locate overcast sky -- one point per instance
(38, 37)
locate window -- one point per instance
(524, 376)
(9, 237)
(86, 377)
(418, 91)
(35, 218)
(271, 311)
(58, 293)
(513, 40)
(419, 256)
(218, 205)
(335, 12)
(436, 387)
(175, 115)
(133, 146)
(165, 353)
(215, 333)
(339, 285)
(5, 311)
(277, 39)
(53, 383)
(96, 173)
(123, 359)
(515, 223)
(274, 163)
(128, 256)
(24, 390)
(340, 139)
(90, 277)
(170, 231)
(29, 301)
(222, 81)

* YOUR GOAL *
Having read the entries above, restate them all word for word.

* TASK ANSWER *
locate overcast sky -- one point per instance
(38, 37)
locate window -- one point per instance
(524, 376)
(9, 237)
(86, 377)
(418, 91)
(35, 218)
(271, 311)
(58, 293)
(513, 40)
(419, 256)
(218, 205)
(335, 12)
(436, 387)
(175, 115)
(133, 146)
(165, 353)
(215, 333)
(339, 285)
(5, 311)
(277, 39)
(53, 383)
(96, 173)
(123, 359)
(515, 223)
(274, 163)
(128, 256)
(24, 390)
(340, 139)
(90, 277)
(170, 231)
(29, 301)
(222, 81)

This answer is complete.